Natural-language object grounding data
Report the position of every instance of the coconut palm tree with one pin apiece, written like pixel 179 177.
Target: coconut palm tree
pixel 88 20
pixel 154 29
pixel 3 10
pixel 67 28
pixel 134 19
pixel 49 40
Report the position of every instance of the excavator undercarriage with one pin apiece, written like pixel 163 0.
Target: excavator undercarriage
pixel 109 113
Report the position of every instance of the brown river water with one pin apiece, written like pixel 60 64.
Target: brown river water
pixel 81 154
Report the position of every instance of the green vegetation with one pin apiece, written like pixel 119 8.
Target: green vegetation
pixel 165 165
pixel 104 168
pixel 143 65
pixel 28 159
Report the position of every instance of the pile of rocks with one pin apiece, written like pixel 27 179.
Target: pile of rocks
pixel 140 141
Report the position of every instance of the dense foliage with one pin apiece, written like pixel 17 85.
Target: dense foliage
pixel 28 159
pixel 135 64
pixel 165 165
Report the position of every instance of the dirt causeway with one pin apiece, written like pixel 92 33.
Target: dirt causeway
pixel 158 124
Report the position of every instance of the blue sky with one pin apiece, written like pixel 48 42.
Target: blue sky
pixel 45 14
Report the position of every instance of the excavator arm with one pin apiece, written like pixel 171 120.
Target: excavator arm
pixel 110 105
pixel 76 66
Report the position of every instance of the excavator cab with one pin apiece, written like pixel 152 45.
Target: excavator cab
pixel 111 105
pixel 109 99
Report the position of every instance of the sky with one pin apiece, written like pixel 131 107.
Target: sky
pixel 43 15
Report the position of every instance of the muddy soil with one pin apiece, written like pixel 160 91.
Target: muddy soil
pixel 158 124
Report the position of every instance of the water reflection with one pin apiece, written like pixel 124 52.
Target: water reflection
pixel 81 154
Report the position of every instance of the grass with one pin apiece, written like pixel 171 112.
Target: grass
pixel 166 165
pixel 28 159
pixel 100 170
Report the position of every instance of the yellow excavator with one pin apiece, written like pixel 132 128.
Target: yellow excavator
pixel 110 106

EXERCISE DIRECTIONS: Repeat only the stretch of lines that begins at the line containing "Target: pile of rocks" and ends at the last line above, both included.

EXERCISE SOLUTION:
Target: pile of rocks
pixel 140 141
Report the position of every instance of the dense foliage with one pin apiece, written like pixel 17 85.
Target: dense foliage
pixel 28 159
pixel 135 64
pixel 165 165
Report the position of every instance of the dirt causeway with one pin apiece, written like pixel 92 33.
Target: dirt causeway
pixel 158 124
Report the position of every instance of the blue sky with one pin apiece, written like pixel 48 42.
Target: blue sky
pixel 45 14
Report the position of every instance of the excavator arm with one pin apiece, written like pixel 171 120.
Target: excavator arm
pixel 110 105
pixel 76 66
Report the position of every instance of the excavator cab with one pin apiece, written like pixel 152 45.
Target: excavator cab
pixel 111 105
pixel 109 99
Report the position of every instance of the sky with one pin apiece, written like pixel 131 107.
Target: sky
pixel 43 15
Report the position of every instance of the muddy soil with one pin apiece, written like pixel 160 91.
Target: muddy soil
pixel 158 124
Report the position of every instance of the water reflection with one pin apiece, written like pixel 124 52.
Target: water reflection
pixel 81 154
Report the position of every instance of the grass with one pin apiece, written like pixel 171 112.
Target: grass
pixel 166 165
pixel 28 159
pixel 100 170
Report the position of every instance of the yellow excavator with one pin apiece, written like pixel 132 128.
Target: yellow excavator
pixel 110 106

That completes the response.